## Data in this exercise:
※
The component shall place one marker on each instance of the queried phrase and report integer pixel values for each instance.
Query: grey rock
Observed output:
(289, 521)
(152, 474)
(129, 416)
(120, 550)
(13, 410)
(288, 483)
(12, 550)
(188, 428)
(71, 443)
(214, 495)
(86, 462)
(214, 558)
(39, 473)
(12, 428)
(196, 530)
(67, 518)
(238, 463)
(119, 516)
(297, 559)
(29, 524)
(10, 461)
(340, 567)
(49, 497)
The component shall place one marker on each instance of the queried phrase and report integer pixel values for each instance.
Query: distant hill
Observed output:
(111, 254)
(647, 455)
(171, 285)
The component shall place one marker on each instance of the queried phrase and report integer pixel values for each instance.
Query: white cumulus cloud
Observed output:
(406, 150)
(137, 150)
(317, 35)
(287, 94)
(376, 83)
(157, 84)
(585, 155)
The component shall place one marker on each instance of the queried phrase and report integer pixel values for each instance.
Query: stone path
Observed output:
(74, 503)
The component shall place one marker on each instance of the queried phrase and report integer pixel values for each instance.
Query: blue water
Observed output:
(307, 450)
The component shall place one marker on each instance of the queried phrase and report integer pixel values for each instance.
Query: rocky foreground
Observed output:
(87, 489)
※
## What the task requires:
Could you copy out all the entries above verbatim, leaving every line unchanged?

## Written response:
The component shall place one marker on each instance of the queried phrase and report integer pixel values for each instance.
Query: grey rock
Observed output:
(289, 521)
(152, 474)
(129, 416)
(120, 550)
(13, 410)
(288, 483)
(12, 550)
(188, 428)
(71, 443)
(214, 495)
(86, 462)
(214, 558)
(39, 473)
(12, 428)
(196, 530)
(67, 518)
(238, 463)
(119, 516)
(297, 559)
(29, 524)
(10, 461)
(340, 567)
(49, 497)
The component shall place one marker on each instance of the queried phrase and report integer pixel values for each instance.
Query: distant hill
Observed output:
(111, 254)
(647, 455)
(171, 285)
The component shall place one marker on each instance of the queried phrase and report integer pixel values for each instance.
Query: white cumulus cloud
Observed output:
(406, 150)
(137, 150)
(317, 35)
(287, 94)
(376, 83)
(157, 84)
(585, 155)
The component shall place one marker on each instance of the queried phrase and report integer pixel values for each instance.
Query: stone path
Observed output:
(74, 503)
The component shall place one marker on each instance of the queried phrase and report integer pixel values for each instance.
Query: blue water
Observed output:
(307, 450)
The component shall place one marker on each instance of the queried phrase and report integer pixel values for each instance.
Query: rocky foreground
Observed output:
(87, 489)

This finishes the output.